Data excerpts

════

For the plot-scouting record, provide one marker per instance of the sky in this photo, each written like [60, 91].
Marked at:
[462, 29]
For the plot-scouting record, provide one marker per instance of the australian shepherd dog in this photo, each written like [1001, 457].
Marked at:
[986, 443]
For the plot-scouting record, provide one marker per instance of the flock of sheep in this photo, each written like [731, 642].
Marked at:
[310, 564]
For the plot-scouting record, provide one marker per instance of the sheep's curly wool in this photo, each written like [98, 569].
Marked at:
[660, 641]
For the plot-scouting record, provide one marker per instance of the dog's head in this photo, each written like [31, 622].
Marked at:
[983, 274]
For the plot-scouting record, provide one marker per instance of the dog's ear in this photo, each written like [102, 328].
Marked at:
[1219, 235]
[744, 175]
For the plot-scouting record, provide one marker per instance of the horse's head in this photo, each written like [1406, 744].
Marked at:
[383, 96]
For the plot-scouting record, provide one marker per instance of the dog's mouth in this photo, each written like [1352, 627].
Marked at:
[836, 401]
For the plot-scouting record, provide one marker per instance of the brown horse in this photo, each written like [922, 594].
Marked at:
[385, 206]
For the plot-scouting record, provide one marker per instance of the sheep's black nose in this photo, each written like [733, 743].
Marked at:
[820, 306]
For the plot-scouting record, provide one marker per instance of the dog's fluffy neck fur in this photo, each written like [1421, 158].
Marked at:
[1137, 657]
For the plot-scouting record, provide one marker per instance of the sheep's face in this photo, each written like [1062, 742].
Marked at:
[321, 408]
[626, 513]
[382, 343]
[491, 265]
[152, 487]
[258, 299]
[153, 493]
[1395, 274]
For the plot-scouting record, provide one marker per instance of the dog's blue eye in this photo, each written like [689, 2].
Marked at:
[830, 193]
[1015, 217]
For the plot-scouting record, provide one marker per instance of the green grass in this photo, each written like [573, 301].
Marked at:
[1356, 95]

════

_ASSIGNMENT_: Copy out the records once more, exactly as they are written.

_ANSWER BOX_:
For the plot-scouting record, provide one marker per instance of the sky in this photo, each written like [60, 91].
Marked at:
[462, 29]
For the plot-scouting record, provide one marker per instance of the australian shepherd dog in this photo, each written like [1001, 457].
Marked at:
[986, 443]
For the plot-scouting record, provide one marker per instance of the flock of sheep in this photo, each written like [731, 642].
Marked at:
[310, 564]
For the plot-scouting record, provide one marker per instance of the sheep's curly wool in this photo, each written like [98, 569].
Marked at:
[660, 641]
For the plot-scouting record, provide one marker per instance of the dog's head in this photo, each written like [31, 622].
Marked at:
[983, 274]
For the plot-scouting record, provide one marker per instance of the dog's ear in this photo, each written like [102, 328].
Marked at:
[1219, 235]
[744, 175]
For the plot-scouting record, provide one marker per instance of the horse's head in this photo, each written like [1406, 744].
Marked at:
[383, 96]
For the plot-scouting record, provide one marker per instance of the dog's mouth in this photo, each written like [1352, 627].
Marked at:
[836, 401]
For the plot-scouting record, provide one marker per instance of the brown horse in this photo, each written like [922, 594].
Marked at:
[385, 206]
For the plot-scouting record, provide one marker per instance of the sheep's black nose in this photo, each written like [733, 743].
Marked at:
[820, 306]
For the plot-scouting record, provide one marker per instance of the dog's fluffy neck fur in this photo, each written like [1421, 158].
Marked at:
[1137, 657]
For the plot-scouting record, provide one marker per instance of the sheep's face in this photo, each written like [1062, 742].
Marked at:
[321, 408]
[626, 513]
[382, 343]
[491, 265]
[152, 487]
[258, 299]
[153, 493]
[1395, 274]
For the plot-scouting record, provide one marker per instance of the dog's blue eye in this photo, each written like [689, 2].
Marked at:
[830, 193]
[1015, 217]
For the plot-scouting record, provide one marker per instance of the green grass in this photo, each written like [573, 301].
Marked at:
[1356, 95]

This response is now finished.